Exercise data:
____________________

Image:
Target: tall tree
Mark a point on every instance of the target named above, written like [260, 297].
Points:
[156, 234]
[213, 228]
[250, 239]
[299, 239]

____________________

What is required:
The records above should be repeated in full, exactly as given.

Written answer:
Image:
Target: tall tree
Mark a point on every instance of the target named above, written like [260, 297].
Points:
[156, 234]
[213, 228]
[250, 239]
[299, 239]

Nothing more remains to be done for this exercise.